**Work item:** Copy each line of the records below that mentions the word "brown".

Saved entries
-------

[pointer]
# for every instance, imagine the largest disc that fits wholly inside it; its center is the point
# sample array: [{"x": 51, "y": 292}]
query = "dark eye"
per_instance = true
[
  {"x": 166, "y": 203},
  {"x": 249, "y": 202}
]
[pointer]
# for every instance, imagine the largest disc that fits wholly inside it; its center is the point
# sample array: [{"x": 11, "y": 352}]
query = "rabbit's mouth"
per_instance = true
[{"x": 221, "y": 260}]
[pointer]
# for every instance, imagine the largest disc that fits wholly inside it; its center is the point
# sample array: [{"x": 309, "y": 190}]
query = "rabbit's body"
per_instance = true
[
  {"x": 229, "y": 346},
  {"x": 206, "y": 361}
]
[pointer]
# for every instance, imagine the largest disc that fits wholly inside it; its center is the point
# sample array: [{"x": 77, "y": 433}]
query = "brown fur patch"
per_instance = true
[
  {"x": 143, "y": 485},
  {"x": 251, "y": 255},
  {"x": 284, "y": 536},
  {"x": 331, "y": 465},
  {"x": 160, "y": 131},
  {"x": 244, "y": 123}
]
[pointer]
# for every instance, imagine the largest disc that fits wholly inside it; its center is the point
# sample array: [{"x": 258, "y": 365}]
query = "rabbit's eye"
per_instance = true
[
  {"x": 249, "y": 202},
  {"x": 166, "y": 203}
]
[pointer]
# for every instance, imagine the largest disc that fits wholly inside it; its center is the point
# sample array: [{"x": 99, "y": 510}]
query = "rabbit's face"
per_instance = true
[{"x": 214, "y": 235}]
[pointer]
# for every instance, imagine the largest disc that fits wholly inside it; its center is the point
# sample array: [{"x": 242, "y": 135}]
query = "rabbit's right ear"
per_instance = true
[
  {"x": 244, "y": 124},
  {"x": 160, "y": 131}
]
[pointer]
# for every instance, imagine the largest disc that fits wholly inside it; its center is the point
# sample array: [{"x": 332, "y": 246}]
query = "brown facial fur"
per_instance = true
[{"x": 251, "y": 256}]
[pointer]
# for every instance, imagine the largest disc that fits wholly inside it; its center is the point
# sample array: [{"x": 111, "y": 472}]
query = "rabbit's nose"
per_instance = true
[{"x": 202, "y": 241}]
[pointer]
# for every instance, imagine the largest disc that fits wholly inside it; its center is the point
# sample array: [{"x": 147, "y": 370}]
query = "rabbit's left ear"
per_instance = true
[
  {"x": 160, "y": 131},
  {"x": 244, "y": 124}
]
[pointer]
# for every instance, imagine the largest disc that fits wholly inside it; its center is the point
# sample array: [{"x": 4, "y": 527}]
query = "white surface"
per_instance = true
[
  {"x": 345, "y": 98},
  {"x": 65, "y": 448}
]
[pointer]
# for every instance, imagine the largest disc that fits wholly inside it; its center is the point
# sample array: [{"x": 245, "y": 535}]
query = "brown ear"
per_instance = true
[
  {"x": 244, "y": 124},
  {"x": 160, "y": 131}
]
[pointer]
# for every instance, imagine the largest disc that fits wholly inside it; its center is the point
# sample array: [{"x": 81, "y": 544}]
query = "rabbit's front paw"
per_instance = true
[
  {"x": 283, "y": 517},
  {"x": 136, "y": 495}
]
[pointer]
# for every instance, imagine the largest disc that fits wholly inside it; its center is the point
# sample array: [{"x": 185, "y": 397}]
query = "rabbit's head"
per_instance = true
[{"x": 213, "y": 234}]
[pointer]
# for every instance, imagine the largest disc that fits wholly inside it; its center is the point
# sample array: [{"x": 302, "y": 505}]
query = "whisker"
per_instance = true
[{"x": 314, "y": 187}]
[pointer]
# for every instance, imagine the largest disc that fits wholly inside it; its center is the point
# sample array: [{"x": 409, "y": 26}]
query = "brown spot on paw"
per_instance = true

-------

**Response area:**
query = "brown fur patch"
query = "brown facial fur"
query = "brown ear"
query = "brown spot on paw"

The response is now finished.